## AIM
Edit the lines from the one containing "Task: annotate each instance of the moth abdomen" down through the one containing "x=179 y=365", replacing "annotate" with "mark" and leaving everything else unchanged. Return only those lines.

## ENTRIES

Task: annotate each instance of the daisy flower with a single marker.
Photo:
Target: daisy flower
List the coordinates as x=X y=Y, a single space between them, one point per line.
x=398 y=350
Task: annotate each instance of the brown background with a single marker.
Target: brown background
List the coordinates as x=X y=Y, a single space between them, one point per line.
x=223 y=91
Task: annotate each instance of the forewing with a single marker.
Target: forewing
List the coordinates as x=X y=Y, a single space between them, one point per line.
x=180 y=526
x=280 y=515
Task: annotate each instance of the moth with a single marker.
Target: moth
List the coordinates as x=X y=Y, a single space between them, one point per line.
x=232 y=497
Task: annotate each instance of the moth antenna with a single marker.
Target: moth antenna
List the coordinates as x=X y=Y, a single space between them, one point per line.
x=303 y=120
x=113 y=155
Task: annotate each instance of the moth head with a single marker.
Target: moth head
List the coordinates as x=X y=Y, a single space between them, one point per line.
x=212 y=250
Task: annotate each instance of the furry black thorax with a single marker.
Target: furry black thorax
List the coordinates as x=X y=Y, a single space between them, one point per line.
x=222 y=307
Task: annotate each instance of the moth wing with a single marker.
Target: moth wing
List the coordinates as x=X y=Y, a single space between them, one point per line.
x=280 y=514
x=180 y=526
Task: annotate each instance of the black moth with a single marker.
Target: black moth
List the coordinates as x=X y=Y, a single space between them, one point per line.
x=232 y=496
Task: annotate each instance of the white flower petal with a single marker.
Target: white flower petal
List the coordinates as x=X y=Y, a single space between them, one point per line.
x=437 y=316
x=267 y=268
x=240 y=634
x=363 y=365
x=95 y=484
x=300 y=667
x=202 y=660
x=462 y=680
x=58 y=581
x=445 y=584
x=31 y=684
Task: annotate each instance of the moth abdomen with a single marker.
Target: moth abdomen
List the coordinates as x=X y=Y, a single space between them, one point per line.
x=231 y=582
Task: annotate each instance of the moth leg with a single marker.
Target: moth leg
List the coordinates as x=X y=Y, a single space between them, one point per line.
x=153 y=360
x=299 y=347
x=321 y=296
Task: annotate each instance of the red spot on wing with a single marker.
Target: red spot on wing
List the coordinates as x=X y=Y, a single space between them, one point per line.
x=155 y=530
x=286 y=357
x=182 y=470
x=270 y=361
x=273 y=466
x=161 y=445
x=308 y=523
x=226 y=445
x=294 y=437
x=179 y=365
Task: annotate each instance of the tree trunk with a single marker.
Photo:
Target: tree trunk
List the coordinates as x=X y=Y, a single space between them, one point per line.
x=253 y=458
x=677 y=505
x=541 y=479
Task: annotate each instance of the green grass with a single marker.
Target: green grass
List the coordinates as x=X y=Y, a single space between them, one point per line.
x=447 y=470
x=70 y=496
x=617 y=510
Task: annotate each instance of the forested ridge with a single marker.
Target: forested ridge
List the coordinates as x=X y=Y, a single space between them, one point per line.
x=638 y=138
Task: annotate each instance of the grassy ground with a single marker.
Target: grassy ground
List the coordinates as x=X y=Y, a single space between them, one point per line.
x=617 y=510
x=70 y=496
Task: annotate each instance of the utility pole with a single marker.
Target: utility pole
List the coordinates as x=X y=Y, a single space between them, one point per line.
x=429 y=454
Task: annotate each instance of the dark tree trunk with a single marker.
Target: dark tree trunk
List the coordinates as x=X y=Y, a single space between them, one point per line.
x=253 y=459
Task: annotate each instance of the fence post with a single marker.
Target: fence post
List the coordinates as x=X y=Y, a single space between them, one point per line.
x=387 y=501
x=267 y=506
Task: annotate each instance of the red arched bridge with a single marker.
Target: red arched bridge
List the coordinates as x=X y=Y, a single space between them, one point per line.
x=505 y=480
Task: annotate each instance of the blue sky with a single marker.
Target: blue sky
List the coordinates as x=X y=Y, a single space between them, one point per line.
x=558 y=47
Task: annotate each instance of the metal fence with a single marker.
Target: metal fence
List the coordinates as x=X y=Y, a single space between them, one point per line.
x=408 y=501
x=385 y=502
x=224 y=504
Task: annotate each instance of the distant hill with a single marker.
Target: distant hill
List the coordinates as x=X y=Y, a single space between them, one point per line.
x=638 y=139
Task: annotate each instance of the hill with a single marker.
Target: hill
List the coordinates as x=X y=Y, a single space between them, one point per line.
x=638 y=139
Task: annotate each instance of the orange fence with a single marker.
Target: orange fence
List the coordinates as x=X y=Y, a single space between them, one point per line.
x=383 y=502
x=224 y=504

--

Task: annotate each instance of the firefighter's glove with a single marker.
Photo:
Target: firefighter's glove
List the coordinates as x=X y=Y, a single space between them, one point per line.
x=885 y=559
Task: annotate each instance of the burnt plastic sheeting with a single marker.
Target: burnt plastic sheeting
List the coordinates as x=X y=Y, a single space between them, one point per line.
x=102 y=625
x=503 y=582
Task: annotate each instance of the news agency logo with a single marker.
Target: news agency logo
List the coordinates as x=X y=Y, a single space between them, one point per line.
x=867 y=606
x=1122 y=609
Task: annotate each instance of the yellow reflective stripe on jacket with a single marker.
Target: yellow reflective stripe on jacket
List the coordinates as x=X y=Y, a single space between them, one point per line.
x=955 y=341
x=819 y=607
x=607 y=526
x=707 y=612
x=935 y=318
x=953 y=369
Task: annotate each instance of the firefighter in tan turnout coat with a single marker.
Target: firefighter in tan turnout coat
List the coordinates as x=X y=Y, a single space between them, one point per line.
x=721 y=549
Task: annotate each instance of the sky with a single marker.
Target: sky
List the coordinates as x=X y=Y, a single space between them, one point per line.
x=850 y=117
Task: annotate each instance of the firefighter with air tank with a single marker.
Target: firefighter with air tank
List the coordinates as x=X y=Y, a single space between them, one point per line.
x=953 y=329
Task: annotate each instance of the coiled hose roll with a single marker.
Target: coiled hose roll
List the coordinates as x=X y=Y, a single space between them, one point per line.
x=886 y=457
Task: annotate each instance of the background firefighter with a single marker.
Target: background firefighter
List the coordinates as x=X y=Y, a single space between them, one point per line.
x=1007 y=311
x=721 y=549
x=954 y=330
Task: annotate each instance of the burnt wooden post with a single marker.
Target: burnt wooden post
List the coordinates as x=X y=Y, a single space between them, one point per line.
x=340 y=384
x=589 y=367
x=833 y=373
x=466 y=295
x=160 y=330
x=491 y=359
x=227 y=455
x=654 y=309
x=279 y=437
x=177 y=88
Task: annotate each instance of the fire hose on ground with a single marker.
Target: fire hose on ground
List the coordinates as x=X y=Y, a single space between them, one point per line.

## SOLUTION TO THE PROBLEM
Task: mark each instance of the moth abdomen with a single marker.
Target: moth abdomen
List the coordinates as x=X y=Y, a single space between them, one point per line.
x=231 y=582
Task: mark each instance of the moth leg with a single marker.
Target: moth leg
List the coordinates as x=X y=Y, a single space between them, one point per line.
x=153 y=360
x=299 y=347
x=321 y=296
Task: mark each instance of the red spot on wing with a single marker.
Target: red spot on wing
List the coordinates as x=X y=Y, a single space between them, one point per line.
x=155 y=530
x=286 y=357
x=182 y=470
x=270 y=361
x=273 y=466
x=161 y=445
x=308 y=523
x=226 y=445
x=294 y=437
x=179 y=365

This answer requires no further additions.